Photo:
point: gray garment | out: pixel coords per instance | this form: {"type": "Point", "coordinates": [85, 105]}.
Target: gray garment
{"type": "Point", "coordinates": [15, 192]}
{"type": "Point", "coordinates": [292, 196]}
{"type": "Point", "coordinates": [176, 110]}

---

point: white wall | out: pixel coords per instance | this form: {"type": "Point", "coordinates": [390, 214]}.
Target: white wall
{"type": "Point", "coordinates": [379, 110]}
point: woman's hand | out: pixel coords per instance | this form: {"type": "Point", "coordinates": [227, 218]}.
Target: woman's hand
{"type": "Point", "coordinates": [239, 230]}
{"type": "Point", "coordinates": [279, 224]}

**Work required**: Which of the lines in the listing above include "pixel"? Report each of them.

**Expected answer**:
point: gray garment | out: pixel coords per instance | this form: {"type": "Point", "coordinates": [85, 105]}.
point: white wall | out: pixel coords per instance | this form: {"type": "Point", "coordinates": [390, 214]}.
point: woman's hand | out: pixel coords per instance | this form: {"type": "Point", "coordinates": [227, 218]}.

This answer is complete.